(Labeling and segmentation records)
##########

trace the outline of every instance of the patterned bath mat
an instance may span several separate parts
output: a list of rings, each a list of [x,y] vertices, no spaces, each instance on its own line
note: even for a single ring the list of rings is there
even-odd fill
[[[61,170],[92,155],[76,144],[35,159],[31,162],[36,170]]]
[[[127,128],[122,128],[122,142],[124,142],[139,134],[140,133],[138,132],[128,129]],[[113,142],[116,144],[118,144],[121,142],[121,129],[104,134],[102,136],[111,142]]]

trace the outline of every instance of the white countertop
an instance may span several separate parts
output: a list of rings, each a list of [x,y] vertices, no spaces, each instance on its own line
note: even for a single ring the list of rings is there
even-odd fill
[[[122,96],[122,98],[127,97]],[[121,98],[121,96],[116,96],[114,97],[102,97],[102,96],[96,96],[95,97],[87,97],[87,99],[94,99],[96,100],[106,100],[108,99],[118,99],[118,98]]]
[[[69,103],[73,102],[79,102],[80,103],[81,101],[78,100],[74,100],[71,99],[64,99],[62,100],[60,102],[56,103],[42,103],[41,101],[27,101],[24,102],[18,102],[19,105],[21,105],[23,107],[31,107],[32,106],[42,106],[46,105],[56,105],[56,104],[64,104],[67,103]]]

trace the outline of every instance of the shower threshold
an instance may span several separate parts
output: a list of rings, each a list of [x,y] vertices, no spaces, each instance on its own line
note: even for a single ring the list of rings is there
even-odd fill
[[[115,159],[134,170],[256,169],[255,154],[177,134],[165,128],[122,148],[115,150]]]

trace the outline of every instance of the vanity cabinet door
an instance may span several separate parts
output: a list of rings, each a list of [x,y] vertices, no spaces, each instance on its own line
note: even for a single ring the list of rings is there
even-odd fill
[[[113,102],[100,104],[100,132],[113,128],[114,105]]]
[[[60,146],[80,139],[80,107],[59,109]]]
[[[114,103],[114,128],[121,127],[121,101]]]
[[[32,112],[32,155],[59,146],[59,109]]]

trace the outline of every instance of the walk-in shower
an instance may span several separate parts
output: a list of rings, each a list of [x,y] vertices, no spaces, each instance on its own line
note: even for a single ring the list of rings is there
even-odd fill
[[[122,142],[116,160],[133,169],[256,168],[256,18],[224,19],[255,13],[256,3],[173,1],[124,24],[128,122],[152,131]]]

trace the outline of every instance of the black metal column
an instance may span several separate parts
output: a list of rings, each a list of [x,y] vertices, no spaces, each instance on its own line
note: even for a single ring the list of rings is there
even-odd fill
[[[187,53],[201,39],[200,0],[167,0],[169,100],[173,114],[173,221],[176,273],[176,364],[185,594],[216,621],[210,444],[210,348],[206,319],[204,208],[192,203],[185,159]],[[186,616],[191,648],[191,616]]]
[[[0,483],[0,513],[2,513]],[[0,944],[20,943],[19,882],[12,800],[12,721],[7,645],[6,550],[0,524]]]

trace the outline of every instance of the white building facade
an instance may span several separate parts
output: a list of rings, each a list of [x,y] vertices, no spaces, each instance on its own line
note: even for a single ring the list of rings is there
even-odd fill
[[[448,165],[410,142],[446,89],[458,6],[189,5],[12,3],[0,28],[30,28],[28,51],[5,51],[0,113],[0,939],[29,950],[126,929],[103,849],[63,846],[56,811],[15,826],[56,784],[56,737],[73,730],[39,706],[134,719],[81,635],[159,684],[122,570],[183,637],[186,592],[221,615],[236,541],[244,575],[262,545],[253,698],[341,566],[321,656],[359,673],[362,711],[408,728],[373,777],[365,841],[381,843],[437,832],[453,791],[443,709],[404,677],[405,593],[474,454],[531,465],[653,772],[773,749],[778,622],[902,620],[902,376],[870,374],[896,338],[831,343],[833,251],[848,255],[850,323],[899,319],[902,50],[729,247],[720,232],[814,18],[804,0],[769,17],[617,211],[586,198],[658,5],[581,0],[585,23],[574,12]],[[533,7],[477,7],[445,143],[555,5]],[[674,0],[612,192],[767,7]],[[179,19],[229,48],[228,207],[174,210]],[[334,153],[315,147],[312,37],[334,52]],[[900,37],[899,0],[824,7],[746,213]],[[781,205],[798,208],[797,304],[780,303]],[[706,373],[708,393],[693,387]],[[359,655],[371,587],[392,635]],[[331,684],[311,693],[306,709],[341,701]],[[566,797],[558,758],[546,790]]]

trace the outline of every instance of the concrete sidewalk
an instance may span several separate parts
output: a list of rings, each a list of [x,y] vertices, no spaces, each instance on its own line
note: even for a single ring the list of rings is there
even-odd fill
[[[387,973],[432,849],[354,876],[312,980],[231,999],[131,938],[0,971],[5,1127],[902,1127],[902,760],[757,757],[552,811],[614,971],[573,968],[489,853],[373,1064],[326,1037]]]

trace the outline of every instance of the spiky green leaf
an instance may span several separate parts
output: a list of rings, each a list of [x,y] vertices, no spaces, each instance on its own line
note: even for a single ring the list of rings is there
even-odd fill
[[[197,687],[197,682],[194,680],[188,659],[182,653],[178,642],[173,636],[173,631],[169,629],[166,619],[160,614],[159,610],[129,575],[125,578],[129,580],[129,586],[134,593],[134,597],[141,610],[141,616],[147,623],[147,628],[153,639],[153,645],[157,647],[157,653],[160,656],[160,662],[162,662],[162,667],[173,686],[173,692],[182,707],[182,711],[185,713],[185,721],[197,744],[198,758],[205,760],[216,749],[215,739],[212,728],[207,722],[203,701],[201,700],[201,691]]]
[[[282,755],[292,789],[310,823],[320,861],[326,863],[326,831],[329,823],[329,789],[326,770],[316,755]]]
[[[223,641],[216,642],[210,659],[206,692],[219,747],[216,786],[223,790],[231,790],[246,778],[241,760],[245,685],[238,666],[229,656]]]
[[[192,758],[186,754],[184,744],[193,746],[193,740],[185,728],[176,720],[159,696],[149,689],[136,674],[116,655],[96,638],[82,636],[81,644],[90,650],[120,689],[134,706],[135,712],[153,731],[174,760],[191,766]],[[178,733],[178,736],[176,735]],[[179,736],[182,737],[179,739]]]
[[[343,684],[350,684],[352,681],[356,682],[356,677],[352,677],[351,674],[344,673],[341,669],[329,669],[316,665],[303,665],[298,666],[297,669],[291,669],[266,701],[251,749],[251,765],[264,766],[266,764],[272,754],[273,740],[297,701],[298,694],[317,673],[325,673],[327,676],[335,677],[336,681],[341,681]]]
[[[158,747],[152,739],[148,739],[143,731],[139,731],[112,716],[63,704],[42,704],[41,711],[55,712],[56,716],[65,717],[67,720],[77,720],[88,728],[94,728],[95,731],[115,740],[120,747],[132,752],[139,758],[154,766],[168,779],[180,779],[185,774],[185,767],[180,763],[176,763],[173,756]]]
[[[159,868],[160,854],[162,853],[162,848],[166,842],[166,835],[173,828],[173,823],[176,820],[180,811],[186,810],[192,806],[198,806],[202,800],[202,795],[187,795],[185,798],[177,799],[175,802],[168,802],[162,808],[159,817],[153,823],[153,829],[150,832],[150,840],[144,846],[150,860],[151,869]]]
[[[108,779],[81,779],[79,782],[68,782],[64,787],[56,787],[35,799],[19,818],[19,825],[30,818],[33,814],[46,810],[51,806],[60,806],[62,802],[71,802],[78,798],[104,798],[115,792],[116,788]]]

##########

REQUEST: Reproduce the complete set of lines precisely as supplied.

WRITTEN RESPONSE:
trace the outline of every instance of the patterned bath mat
an instance may span several separate parts
output: a list of rings, each a list of [x,y] vertices, no spaces, each instance on its own line
note: even for a single ring the list of rings is there
even-odd fill
[[[61,170],[92,155],[76,144],[35,159],[31,162],[36,170]]]
[[[127,128],[122,128],[122,142],[124,142],[139,134],[140,133],[138,132],[128,129]],[[113,142],[116,144],[118,144],[121,142],[121,129],[104,134],[102,136],[111,142]]]

trace the outline of every instance of the white countertop
an instance may span several separate parts
output: a list of rings, each a list of [x,y] vertices, no spaces, each instance on its own line
note: even for a single ring the list of rings is there
even-odd fill
[[[122,96],[122,98],[127,97]],[[121,98],[121,96],[116,96],[114,97],[102,97],[102,96],[96,96],[95,97],[87,97],[87,99],[94,99],[96,100],[106,100],[108,99],[118,99],[118,98]]]
[[[69,103],[73,102],[79,102],[80,103],[81,101],[78,100],[74,100],[71,99],[64,99],[62,100],[60,102],[56,103],[42,103],[41,101],[27,101],[24,102],[18,102],[19,105],[21,105],[23,107],[31,107],[32,106],[42,106],[46,105],[56,105],[56,104],[64,104],[67,103]]]

trace the outline of every instance of the shower threshold
an instance may span several separate parts
output: a list of rings, each a list of [x,y] vertices, no spaces, each instance on its own line
note: even for a single ring the list of rings is there
even-odd fill
[[[115,159],[134,170],[256,169],[255,154],[177,134],[165,128],[122,148],[115,150]]]

trace the outline of every instance of the vanity cabinet door
an instance may span several separate parts
output: a list of rings, each a list of [x,y] vertices, no spaces, each instance on its own line
note: even for a single ring the list of rings is there
even-odd fill
[[[113,102],[100,104],[100,132],[113,128],[114,105]]]
[[[60,146],[80,139],[80,107],[59,109]]]
[[[114,103],[114,128],[121,127],[121,101]]]
[[[32,112],[32,155],[59,146],[59,109]]]

trace the outline of every instance of the walk-in shower
an instance may span several separate parts
output: a list of rings, each a list of [x,y] vertices, no spaces, each instance on its own line
note: even for a single ring the list of rings is there
even-odd fill
[[[122,142],[116,160],[133,169],[256,168],[256,18],[224,19],[255,13],[256,3],[173,1],[124,24],[128,122],[152,131]]]

trace the outline of every instance of the black metal column
an instance may span several separate parts
output: a list of rings, each a list of [x,y] vertices, no spaces, each instance on its own line
note: even for a single ring the list of rings is there
even-odd fill
[[[187,53],[201,39],[200,0],[167,0],[169,100],[173,114],[173,221],[176,273],[176,364],[185,594],[216,621],[210,444],[210,348],[206,319],[204,208],[192,203],[185,159]],[[186,616],[191,648],[191,616]]]
[[[0,483],[0,513],[2,513]],[[0,944],[20,943],[19,882],[12,800],[12,721],[7,645],[6,550],[0,524]]]

trace the outline of every instance of the white building facade
an instance may span several separate parts
output: a list of rings, each a list of [x,y] vertices, no spaces, each instance on its own line
note: even for a single ring the list of rings is there
even-odd fill
[[[448,165],[410,142],[446,89],[458,6],[189,5],[12,3],[0,28],[30,28],[28,51],[5,51],[0,113],[0,939],[29,950],[126,929],[103,849],[63,846],[56,811],[15,826],[56,784],[56,737],[73,730],[39,706],[134,719],[81,635],[159,684],[122,570],[183,637],[186,592],[221,615],[236,541],[244,575],[262,545],[253,698],[341,566],[321,656],[359,673],[362,711],[408,728],[373,777],[365,841],[381,843],[437,832],[453,791],[443,709],[404,677],[405,593],[474,454],[531,465],[653,772],[773,749],[778,622],[902,620],[902,376],[870,374],[896,338],[831,343],[833,251],[848,255],[850,323],[899,319],[902,50],[729,247],[720,232],[814,18],[804,0],[769,17],[617,211],[586,198],[658,5],[581,0],[585,23],[574,12]],[[533,7],[477,7],[445,143],[555,5]],[[674,0],[612,192],[767,7]],[[179,19],[229,48],[228,207],[174,210]],[[334,153],[315,147],[312,37],[334,52]],[[900,37],[899,0],[824,7],[746,213]],[[781,205],[798,208],[797,304],[780,303]],[[706,373],[708,393],[693,387]],[[359,655],[371,587],[392,635]],[[331,684],[311,693],[306,709],[341,701]],[[566,797],[558,758],[546,790]]]

trace the outline of every instance of the concrete sidewalk
an instance may span several separate parts
output: a list of rings, each a list of [x,y] vertices, no spaces, each instance on its own line
note: even for a single ring the list of rings is there
even-odd fill
[[[387,973],[432,849],[354,876],[312,980],[231,999],[131,938],[0,971],[5,1127],[902,1127],[902,760],[757,757],[552,811],[614,971],[573,968],[489,853],[373,1064],[326,1037]]]

trace the outline of every instance of the spiky green leaf
an instance may span several separate parts
output: a list of rings, each a list of [x,y] vertices, no spaces, each instance on its own line
note: even for a single ring the list of rings is there
even-odd fill
[[[197,687],[197,682],[194,680],[188,659],[182,653],[178,642],[173,636],[173,631],[169,629],[166,619],[160,614],[159,610],[129,575],[125,578],[129,580],[129,586],[134,593],[134,597],[141,610],[141,616],[147,623],[147,628],[153,639],[153,645],[157,647],[157,653],[160,656],[160,662],[162,662],[162,667],[173,686],[173,692],[182,707],[182,711],[185,713],[185,721],[197,744],[198,758],[205,760],[216,749],[215,739],[212,728],[207,722],[203,701],[201,700],[201,691]]]
[[[282,755],[292,789],[310,823],[320,861],[326,863],[326,831],[329,823],[329,789],[326,770],[316,755]]]
[[[223,641],[216,642],[210,659],[206,692],[219,747],[216,786],[223,790],[231,790],[246,778],[241,760],[245,685],[238,666],[229,656]]]
[[[192,758],[186,754],[184,744],[193,746],[193,740],[185,728],[176,720],[159,696],[149,689],[136,674],[116,655],[96,638],[82,636],[81,644],[90,650],[120,689],[134,706],[135,712],[153,731],[174,760],[191,766]],[[178,733],[178,736],[176,735]],[[179,736],[182,737],[179,739]]]
[[[343,684],[350,684],[352,681],[356,682],[356,677],[352,677],[351,674],[344,673],[341,669],[329,669],[316,665],[303,665],[298,666],[297,669],[291,669],[266,701],[251,749],[251,765],[264,766],[266,764],[272,754],[273,740],[297,701],[298,694],[317,673],[325,673],[327,676],[335,677],[336,681],[341,681]]]
[[[158,747],[152,739],[148,739],[143,731],[139,731],[112,716],[63,704],[42,704],[41,711],[55,712],[56,716],[65,717],[67,720],[77,720],[88,728],[94,728],[95,731],[115,740],[120,747],[132,752],[139,758],[154,766],[168,779],[180,779],[185,774],[185,767],[180,763],[176,763],[173,756]]]
[[[159,868],[160,854],[162,853],[162,848],[166,842],[166,835],[173,828],[173,823],[176,820],[180,811],[186,810],[192,806],[198,806],[202,800],[202,795],[187,795],[185,798],[177,799],[175,802],[168,802],[162,808],[159,817],[153,823],[153,829],[150,832],[150,840],[144,846],[150,860],[151,869]]]
[[[108,779],[81,779],[79,782],[68,782],[64,787],[56,787],[35,799],[19,818],[19,825],[30,818],[33,814],[46,810],[51,806],[60,806],[62,802],[71,802],[78,798],[104,798],[115,792],[116,788]]]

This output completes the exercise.